[Start of Attachment]

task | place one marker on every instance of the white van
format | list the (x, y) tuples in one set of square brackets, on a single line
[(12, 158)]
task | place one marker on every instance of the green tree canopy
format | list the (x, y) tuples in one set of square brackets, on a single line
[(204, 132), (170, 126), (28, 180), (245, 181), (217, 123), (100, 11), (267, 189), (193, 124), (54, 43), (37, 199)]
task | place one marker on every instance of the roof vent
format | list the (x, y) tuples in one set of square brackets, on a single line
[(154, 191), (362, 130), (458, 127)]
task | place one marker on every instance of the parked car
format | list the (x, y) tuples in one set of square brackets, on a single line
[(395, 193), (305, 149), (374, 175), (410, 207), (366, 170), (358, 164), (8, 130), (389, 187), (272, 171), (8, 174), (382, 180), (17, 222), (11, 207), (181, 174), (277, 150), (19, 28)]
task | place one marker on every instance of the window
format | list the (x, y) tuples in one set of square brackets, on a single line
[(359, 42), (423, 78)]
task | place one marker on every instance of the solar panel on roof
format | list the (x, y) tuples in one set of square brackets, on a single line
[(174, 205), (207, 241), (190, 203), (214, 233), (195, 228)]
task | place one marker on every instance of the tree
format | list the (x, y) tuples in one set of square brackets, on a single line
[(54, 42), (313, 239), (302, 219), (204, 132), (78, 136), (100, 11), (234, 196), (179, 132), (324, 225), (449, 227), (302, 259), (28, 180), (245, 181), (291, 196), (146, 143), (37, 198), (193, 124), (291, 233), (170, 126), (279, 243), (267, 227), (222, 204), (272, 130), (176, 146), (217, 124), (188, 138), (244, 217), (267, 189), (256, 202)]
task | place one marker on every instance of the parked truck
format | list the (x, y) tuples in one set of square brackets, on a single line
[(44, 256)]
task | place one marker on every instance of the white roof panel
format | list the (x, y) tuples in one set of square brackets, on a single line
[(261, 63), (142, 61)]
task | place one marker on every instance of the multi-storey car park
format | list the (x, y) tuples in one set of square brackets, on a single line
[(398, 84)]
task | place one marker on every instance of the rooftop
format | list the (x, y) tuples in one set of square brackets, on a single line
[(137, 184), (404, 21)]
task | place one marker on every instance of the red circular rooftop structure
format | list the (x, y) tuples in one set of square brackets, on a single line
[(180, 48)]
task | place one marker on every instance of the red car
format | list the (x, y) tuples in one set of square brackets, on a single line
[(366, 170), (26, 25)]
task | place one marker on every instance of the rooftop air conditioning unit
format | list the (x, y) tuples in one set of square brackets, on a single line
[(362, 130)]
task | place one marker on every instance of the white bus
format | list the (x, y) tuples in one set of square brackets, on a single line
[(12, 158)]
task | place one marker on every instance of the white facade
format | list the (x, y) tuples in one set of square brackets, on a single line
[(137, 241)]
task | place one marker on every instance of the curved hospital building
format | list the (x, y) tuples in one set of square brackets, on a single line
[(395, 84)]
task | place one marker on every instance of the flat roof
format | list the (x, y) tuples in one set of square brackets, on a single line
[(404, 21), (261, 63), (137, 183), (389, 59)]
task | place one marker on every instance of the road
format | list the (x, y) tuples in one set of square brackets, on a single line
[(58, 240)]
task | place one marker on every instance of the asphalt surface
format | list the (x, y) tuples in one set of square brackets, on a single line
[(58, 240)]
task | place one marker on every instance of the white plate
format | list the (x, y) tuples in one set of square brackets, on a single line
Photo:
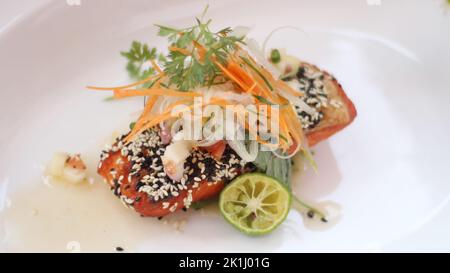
[(388, 171)]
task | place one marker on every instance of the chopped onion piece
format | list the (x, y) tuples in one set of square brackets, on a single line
[(240, 148), (174, 158)]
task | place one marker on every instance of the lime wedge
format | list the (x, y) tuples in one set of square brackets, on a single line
[(255, 203)]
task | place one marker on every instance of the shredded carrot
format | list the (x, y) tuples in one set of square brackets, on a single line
[(179, 49), (201, 51)]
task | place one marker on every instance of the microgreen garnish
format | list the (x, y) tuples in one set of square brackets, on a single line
[(138, 55), (187, 71)]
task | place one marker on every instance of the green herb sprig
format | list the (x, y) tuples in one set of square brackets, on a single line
[(189, 71)]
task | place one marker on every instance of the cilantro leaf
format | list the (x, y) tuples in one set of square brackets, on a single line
[(138, 55)]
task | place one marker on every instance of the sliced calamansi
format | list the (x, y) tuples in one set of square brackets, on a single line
[(255, 203)]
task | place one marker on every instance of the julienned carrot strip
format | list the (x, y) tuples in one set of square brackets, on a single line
[(201, 51), (151, 121), (124, 86), (181, 50), (240, 73)]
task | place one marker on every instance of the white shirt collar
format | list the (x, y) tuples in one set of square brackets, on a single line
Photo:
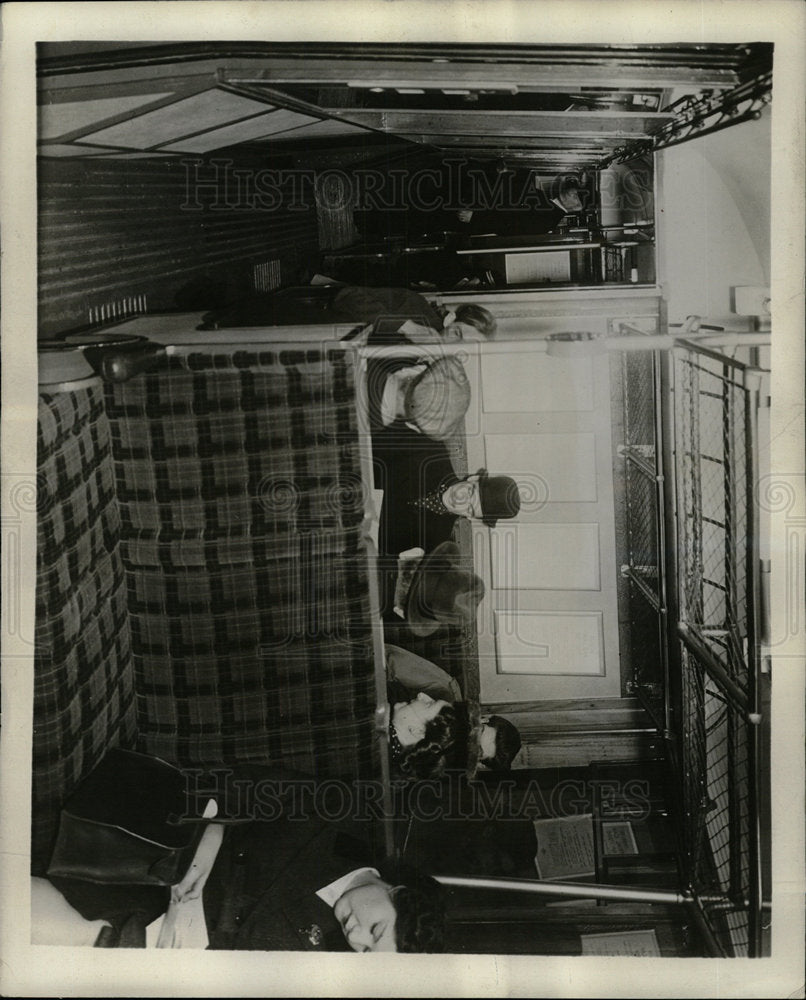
[(333, 892)]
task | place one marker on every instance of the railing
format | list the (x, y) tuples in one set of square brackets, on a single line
[(715, 452), (646, 558), (692, 559)]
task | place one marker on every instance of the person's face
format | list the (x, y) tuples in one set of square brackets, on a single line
[(487, 742), (410, 717), (461, 331), (367, 916), (463, 497)]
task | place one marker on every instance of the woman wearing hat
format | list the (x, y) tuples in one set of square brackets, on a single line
[(423, 496), (417, 686)]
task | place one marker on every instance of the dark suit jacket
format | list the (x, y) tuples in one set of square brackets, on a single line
[(261, 894)]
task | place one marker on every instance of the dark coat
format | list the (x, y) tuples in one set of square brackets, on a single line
[(408, 465), (261, 894), (387, 308)]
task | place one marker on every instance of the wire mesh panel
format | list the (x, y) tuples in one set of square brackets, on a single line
[(718, 863), (711, 450), (646, 653), (714, 441), (644, 558)]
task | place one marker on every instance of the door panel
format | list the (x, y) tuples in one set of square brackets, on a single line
[(548, 626)]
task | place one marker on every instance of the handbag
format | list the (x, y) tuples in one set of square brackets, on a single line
[(125, 824)]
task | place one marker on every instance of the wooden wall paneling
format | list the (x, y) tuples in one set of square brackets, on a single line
[(117, 229)]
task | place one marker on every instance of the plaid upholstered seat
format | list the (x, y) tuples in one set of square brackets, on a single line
[(201, 559)]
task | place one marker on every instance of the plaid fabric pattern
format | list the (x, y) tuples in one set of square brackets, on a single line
[(241, 499), (83, 677)]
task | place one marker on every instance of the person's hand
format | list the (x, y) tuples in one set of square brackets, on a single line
[(203, 860), (419, 334)]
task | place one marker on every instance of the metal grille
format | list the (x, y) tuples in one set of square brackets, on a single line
[(714, 445), (266, 276), (116, 308), (646, 654), (707, 704), (647, 644), (710, 431), (716, 792)]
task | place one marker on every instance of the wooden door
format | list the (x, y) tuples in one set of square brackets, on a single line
[(548, 627)]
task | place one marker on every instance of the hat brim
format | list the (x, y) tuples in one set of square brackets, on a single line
[(444, 557)]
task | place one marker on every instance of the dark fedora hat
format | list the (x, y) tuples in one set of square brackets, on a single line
[(442, 593), (499, 497)]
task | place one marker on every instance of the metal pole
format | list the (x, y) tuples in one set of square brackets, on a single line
[(577, 890), (753, 588), (712, 666)]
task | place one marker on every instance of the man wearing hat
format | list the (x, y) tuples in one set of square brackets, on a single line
[(423, 496)]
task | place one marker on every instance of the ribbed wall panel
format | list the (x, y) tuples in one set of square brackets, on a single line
[(112, 229)]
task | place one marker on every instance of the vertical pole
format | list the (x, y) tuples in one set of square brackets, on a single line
[(753, 586)]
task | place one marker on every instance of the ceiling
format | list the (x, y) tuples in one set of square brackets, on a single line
[(548, 107)]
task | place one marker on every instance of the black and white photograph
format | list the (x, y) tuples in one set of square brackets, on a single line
[(407, 558)]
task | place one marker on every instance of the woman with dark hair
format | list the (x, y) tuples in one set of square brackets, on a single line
[(420, 904), (427, 736)]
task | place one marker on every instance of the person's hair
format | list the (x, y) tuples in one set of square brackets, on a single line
[(507, 744), (444, 745), (478, 316), (419, 903)]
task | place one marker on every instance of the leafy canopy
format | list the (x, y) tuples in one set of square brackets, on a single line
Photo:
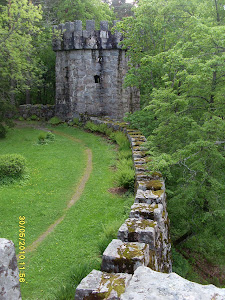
[(177, 59)]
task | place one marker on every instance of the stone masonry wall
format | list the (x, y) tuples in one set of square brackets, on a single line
[(43, 112), (90, 71), (143, 239)]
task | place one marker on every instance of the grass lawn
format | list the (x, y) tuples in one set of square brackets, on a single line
[(77, 240)]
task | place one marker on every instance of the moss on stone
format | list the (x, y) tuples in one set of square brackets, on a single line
[(158, 192), (154, 185)]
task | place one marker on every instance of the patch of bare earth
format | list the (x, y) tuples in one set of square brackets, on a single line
[(78, 192), (118, 190)]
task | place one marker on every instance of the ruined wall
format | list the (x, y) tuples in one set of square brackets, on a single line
[(90, 71), (143, 239)]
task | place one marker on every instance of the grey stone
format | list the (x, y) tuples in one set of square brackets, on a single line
[(146, 211), (124, 257), (139, 230), (9, 274), (101, 285), (147, 284)]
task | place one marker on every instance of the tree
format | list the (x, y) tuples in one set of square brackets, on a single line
[(177, 58), (122, 9)]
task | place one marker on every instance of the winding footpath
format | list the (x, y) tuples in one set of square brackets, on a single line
[(78, 192)]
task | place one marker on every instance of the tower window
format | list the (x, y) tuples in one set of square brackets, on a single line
[(97, 79)]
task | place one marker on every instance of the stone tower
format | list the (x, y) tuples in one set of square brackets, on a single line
[(90, 71)]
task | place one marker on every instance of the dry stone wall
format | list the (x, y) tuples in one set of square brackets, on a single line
[(143, 239), (90, 71)]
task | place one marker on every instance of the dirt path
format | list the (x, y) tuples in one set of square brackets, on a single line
[(79, 190)]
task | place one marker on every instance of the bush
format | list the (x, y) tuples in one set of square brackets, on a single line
[(121, 139), (42, 138), (50, 137), (34, 118), (12, 165), (125, 177), (2, 131), (127, 154), (91, 126), (55, 121)]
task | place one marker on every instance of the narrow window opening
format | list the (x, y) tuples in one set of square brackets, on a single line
[(97, 79)]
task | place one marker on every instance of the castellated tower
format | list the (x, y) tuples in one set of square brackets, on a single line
[(90, 71)]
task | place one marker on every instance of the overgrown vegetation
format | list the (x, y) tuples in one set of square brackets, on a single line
[(179, 48), (11, 166), (125, 174), (89, 224)]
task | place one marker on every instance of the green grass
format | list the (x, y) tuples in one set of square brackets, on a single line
[(41, 198), (78, 240)]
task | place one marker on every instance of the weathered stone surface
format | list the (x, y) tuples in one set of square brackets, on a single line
[(121, 257), (148, 284), (139, 230), (90, 71), (9, 274), (101, 285), (45, 112), (146, 211)]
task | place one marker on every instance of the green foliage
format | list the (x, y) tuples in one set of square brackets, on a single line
[(77, 273), (75, 122), (2, 131), (50, 136), (42, 138), (34, 118), (91, 126), (81, 10), (180, 264), (120, 138), (19, 27), (143, 120), (125, 176), (45, 138), (55, 121), (179, 50), (12, 165), (125, 154)]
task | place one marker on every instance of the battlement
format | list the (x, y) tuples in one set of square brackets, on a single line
[(73, 37)]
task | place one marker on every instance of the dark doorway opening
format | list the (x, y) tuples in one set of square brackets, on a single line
[(97, 79)]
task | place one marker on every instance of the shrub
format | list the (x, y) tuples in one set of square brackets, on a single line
[(50, 136), (55, 121), (2, 131), (127, 154), (34, 118), (12, 165), (125, 177), (91, 126), (121, 139), (102, 128), (42, 138)]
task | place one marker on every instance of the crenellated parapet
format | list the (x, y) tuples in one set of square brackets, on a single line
[(73, 37)]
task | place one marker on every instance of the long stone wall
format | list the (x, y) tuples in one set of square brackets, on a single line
[(143, 239), (90, 72)]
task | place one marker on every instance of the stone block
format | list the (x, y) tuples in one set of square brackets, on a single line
[(139, 230), (148, 284), (90, 25), (146, 211), (122, 257), (104, 25), (150, 197), (9, 274), (101, 285)]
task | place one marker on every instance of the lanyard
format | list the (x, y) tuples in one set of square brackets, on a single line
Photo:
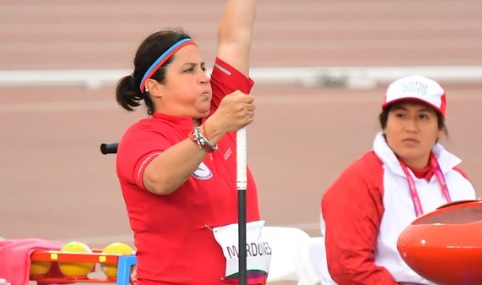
[(413, 189)]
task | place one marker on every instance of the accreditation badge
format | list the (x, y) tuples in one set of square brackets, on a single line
[(258, 255)]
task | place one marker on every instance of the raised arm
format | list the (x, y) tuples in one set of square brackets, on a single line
[(235, 33)]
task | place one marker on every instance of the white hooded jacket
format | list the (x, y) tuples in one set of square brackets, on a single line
[(366, 209)]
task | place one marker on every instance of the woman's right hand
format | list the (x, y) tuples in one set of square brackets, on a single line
[(235, 111)]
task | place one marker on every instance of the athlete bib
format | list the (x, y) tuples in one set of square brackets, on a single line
[(258, 252)]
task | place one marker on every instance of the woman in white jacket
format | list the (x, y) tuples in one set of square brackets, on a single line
[(408, 173)]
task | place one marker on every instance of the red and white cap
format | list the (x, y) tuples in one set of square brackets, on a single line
[(419, 88)]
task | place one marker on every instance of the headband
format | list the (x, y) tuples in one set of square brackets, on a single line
[(165, 56)]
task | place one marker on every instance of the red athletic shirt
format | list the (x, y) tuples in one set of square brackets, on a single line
[(172, 233)]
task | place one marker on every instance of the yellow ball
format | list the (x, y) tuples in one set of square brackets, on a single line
[(76, 269), (110, 270), (40, 267)]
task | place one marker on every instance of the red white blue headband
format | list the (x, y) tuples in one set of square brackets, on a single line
[(163, 58)]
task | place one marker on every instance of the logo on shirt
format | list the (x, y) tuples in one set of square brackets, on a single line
[(202, 172)]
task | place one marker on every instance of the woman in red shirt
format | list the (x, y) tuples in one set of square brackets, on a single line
[(177, 167)]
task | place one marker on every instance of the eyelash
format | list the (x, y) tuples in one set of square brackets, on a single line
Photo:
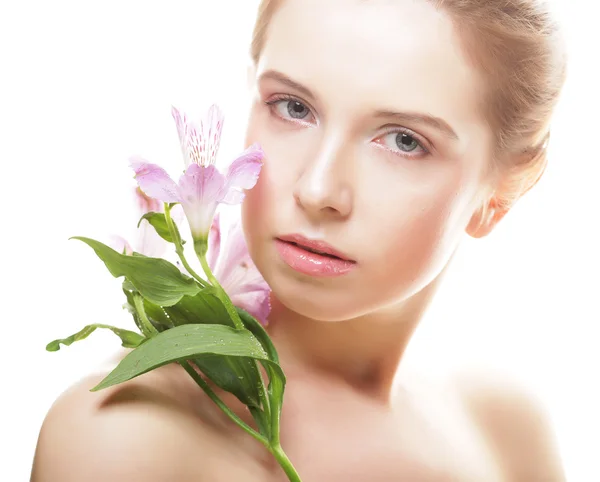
[(397, 130)]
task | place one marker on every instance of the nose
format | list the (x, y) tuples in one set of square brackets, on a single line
[(324, 189)]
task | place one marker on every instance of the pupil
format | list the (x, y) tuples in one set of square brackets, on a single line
[(296, 109), (406, 142)]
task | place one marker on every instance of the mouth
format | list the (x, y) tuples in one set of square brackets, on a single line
[(313, 246), (313, 258)]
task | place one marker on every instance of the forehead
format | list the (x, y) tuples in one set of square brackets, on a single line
[(390, 54)]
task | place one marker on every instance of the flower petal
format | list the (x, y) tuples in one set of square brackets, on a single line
[(239, 276), (145, 203), (180, 123), (201, 189), (257, 303), (210, 135), (243, 174), (214, 243), (154, 181)]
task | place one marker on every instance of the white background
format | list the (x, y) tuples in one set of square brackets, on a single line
[(84, 85)]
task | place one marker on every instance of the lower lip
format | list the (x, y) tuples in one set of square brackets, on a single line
[(310, 263)]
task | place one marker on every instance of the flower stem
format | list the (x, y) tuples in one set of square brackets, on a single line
[(285, 463), (237, 321), (275, 449), (215, 398), (148, 329), (221, 294), (179, 247)]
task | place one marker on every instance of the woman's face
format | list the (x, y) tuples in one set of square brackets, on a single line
[(367, 113)]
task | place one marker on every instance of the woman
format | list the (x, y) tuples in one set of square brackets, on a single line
[(391, 129)]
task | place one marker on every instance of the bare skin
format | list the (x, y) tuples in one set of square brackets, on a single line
[(337, 173)]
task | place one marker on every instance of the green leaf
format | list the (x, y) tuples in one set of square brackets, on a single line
[(157, 280), (159, 223), (236, 375), (204, 307), (277, 378), (129, 339), (184, 343)]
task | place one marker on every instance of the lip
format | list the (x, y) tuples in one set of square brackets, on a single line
[(297, 252)]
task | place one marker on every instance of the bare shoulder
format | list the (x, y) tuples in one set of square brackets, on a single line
[(515, 423), (143, 429)]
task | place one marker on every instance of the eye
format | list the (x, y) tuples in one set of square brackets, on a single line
[(290, 109), (403, 142)]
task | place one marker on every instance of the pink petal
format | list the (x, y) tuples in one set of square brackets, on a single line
[(201, 189), (239, 276), (145, 203), (189, 138), (243, 174), (154, 181), (210, 135), (235, 261), (180, 123), (257, 303), (214, 243)]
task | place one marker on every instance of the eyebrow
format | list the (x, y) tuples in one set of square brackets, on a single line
[(411, 117)]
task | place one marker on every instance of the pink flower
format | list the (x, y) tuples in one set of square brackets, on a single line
[(236, 272), (202, 187), (149, 243)]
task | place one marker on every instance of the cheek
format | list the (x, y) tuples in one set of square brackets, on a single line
[(413, 240)]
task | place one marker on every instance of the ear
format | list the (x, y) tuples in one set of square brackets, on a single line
[(485, 219), (513, 185), (250, 75)]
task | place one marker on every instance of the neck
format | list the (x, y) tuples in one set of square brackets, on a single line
[(363, 353)]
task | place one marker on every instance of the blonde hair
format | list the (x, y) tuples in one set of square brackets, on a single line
[(517, 46)]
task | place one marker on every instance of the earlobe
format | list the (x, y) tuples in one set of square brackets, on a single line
[(250, 75), (485, 219)]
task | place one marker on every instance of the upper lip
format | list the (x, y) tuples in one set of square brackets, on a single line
[(321, 246)]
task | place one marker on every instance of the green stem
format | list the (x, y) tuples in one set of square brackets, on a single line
[(237, 321), (215, 398), (147, 328), (285, 463), (179, 247), (221, 294)]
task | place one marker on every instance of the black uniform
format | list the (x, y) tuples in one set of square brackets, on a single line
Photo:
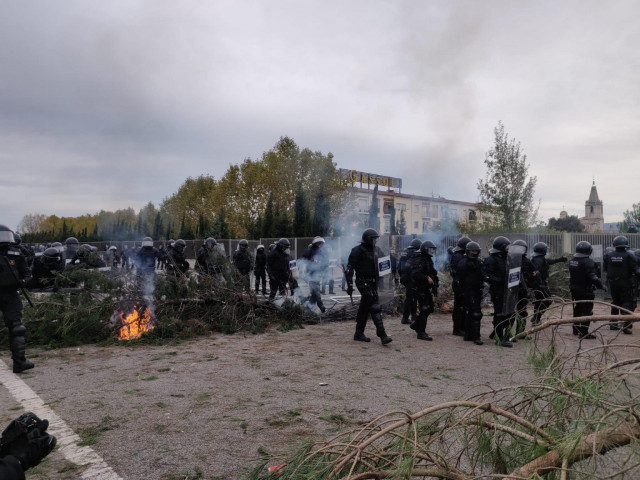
[(422, 270), (582, 280), (315, 265), (621, 268), (363, 261), (243, 262), (496, 275), (260, 271), (410, 307), (278, 270), (14, 273), (146, 260), (459, 312), (470, 278), (541, 291)]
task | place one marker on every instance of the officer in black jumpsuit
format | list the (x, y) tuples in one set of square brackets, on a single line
[(14, 274), (470, 279), (541, 291), (496, 275), (425, 278), (363, 261), (621, 267), (459, 313), (582, 280)]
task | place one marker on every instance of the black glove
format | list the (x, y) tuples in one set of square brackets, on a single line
[(27, 440)]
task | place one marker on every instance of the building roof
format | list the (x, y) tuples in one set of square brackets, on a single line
[(593, 196)]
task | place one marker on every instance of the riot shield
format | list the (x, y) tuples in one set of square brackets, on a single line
[(514, 278)]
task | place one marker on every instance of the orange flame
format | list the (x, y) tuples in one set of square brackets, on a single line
[(134, 324)]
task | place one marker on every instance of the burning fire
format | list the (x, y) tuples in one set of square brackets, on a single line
[(134, 324)]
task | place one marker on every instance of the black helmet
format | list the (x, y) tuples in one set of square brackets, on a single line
[(416, 243), (180, 245), (51, 257), (428, 248), (72, 241), (6, 234), (369, 236), (472, 249), (462, 244), (540, 248), (583, 249), (522, 243), (500, 244), (210, 242), (283, 244), (621, 242)]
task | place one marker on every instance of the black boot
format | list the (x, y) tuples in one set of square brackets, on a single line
[(20, 363)]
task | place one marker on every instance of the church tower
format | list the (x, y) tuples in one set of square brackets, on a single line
[(593, 219)]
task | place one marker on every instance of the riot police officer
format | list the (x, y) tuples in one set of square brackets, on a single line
[(621, 268), (541, 291), (410, 307), (363, 261), (177, 263), (582, 280), (425, 279), (458, 314), (14, 274), (470, 279), (244, 263), (278, 268), (45, 267), (260, 270), (314, 265), (496, 270)]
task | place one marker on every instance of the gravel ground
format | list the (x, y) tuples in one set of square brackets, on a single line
[(207, 408)]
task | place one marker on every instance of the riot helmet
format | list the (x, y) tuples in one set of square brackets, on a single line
[(621, 242), (500, 245), (369, 236), (583, 249), (523, 244), (462, 244), (540, 248), (73, 241), (283, 244), (472, 249), (51, 257), (180, 245), (316, 240), (415, 244), (428, 248), (6, 235)]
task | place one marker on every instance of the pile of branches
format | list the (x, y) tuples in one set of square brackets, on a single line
[(579, 418), (78, 306)]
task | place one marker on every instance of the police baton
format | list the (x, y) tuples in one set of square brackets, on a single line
[(24, 292)]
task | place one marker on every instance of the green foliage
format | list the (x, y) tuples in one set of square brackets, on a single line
[(505, 192)]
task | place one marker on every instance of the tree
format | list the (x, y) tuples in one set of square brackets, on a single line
[(374, 209), (301, 214), (401, 226), (568, 224), (506, 193), (631, 222)]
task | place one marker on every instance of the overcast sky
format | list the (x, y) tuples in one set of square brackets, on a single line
[(112, 104)]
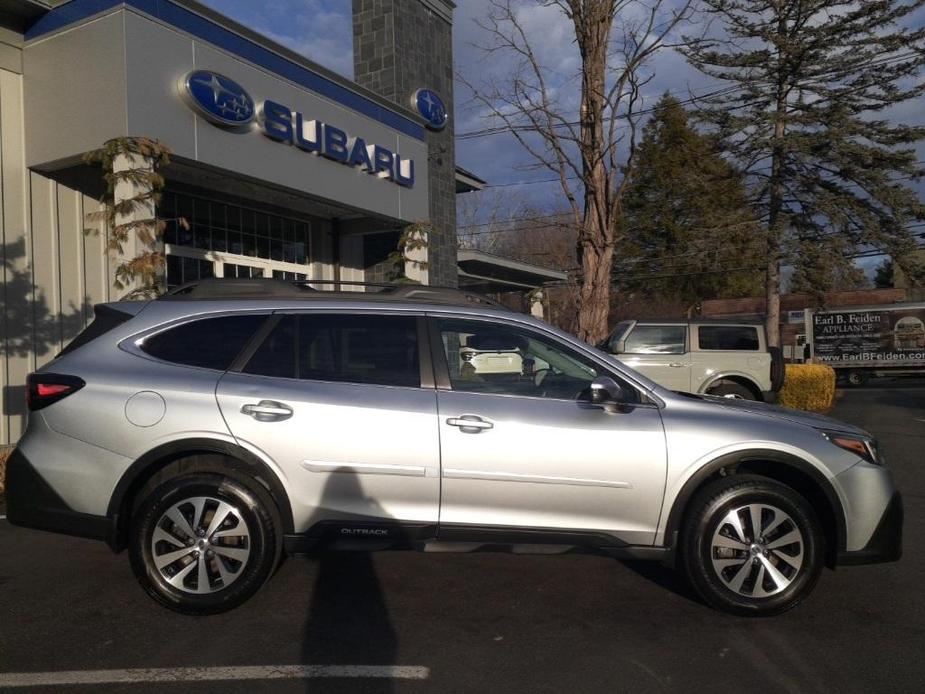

[End of Attachment]

**Brief:**
Reproduce every line from the preceding data in which the word "wall" can be found.

**Response:**
task | place one marker on every instance of the wooden wall paneling
task | place one marker on every instance of the ribbed wall panel
task | place one marker on every instance of the stone masonry wall
task | place one marker on every instance of the ruined wall
task | place one marker on every instance of the dry stone wall
task | place one marker on every instance of the long stone wall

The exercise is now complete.